> Tasks and exercises:
1. Answer these questions about the rugby passage:
(a) In what year was the game introduced to France?
(b) Which country did the French national side face in its first test match?
(c) What was the score of the 1987 final, and at which ground was it played?
2. Please copy everything in the rugby passage from "But to see the" down to "as they come.".

> Text passage:
------------------------------------------------------------
I have also been reliably informed by Wikipedia that the game was only introduced to France in 1872 and, on New Year’s Day, 1906, the national side played its first test match against New Zealand in Paris.
Now we Brits are generous sorts and we’ve never been ones to gripe when, like any well-brought up child, we share what we know – even when ingratitude is such that we are subsequently thrashed at every turn (excepting, of course, our 2003 victory.)
But to see the Eiffel Tower today (decked out to resemble rugby goal posts, complete with inflatable ball), the posters and magazines at every kiosk, the rugby-shaped cakes in patisseries and the adverts on TV, a visitor from Mars might just be led to believe that this game was as garlic as they come.
Now, lets return to those Wiki-facts. Although France have competed at every Rugby World Cup since the inaugural tournament in 1987, they have never won the competition (DON’T laugh). They have, however, played in the quarter-final stages of every tournament, and have twice reached the final. In 1987 they were defeated by the All Blacks 29–9 at Eden Park, Auckland in the final (ah, diddums).
Of course, everybody wants the host country to do well. What a ball we had in Paris in ‘98 – even the expats could forgive the French for winning then! And, naturally, we don’t want any sulking in the bars and restaurants as the victors swill down their steak frites.
------------------------------------------------------------
> Data provided:
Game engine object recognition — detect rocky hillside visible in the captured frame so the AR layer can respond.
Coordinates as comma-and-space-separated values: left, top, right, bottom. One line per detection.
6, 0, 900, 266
------------------------------------------------------------
> Results of the exercise:
1.
(a) 1872
(b) New Zealand
(c) 29–9 to the All Blacks, at Eden Park, Auckland

2.
But to see the Eiffel Tower today (decked out to resemble rugby goal posts, complete with inflatable ball), the posters and magazines at every kiosk, the rugby-shaped cakes in patisseries and the adverts on TV, a visitor from Mars might just be led to believe that this game was as garlic as they come.